• DIRECTIONS FOR THIS TASK: When you write out the material, keep every line exactly as it is.

• DATASET CONTENT:
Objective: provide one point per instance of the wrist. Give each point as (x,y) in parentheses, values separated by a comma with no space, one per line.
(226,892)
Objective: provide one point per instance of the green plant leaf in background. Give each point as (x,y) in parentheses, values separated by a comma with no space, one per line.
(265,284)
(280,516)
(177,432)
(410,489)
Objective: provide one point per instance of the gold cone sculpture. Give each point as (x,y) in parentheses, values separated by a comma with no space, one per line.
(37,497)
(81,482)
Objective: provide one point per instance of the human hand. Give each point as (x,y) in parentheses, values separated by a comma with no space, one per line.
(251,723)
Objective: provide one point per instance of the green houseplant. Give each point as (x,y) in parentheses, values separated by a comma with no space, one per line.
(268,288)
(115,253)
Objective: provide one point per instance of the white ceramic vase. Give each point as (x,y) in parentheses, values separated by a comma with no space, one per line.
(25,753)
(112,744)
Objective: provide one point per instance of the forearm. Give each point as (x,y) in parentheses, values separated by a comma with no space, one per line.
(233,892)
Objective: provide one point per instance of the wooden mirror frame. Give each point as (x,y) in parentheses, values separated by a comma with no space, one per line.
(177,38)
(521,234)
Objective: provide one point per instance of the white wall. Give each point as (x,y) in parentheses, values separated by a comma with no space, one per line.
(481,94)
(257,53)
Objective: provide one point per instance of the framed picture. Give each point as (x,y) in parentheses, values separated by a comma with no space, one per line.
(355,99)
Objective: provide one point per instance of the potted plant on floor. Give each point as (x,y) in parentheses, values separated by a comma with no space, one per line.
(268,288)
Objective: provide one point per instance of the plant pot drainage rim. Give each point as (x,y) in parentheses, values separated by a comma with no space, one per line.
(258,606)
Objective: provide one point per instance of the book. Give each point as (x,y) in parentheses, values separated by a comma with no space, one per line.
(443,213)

• RESULT OF THIS EXERCISE:
Objective: provide one point per instance of the wrist. Give each point as (x,y) in parentheses, values separated by a comma with no space, one per line.
(226,892)
Objective: provide one point per instance of the green plant leaf in background. Give each point as (x,y) in parentheses, values separated by a comma with no space, one per line.
(265,284)
(280,516)
(177,432)
(410,489)
Objective: provide one point per instance of the gold cone sculpture. Give each point as (x,y) in parentheses, values separated by a comma with no space, one per line.
(37,497)
(81,482)
Objective: provide one point per instance of the human hand. Give each point as (x,y) in parentheses, values separated by a comma with no space, one per line.
(251,723)
Objective: provide one point per instance of the green houseplant. Give each point as (x,y) in parentheses, values separated by a comma with no space, one per line.
(268,288)
(115,253)
Objective: provide one point per instance of the white ceramic vase. Give each point as (x,y) in parentheses, values separated by a comma with no space, one per line.
(25,753)
(112,744)
Objective: provide one point per instance of the forearm. Give each point as (x,y) in parentheses, values separated by a comma with no space, one per line.
(233,892)
Objective: provide one point per instance of the wooden mirror frame. Give each point as (x,y) in parentheses, values separated by a comma with no space, one per line.
(177,38)
(521,234)
Objective: provide one point per instance of the white wall. Give each point as (x,y) in parentheses, values separated by a comma with no space, one per line.
(481,94)
(257,53)
Objective: provide one point per instance of the framed picture. Give each point as (x,y) in parentheses, values separated by a comma with no space, one per line.
(355,99)
Objective: provide one point per instance of the potted plant on floor. Give each point as (x,y) in parentheses, values separated by a comma with no space, one per line.
(268,288)
Objective: provide one point per instance of the plant pot drainage rim. Give each point as (x,y) in parentheses, values separated by a comma with no space, one per line.
(258,606)
Objective: provide one point per instance of the book. Give each point as (x,y) in parentheses, values separated by a comma with no space, one per line.
(443,213)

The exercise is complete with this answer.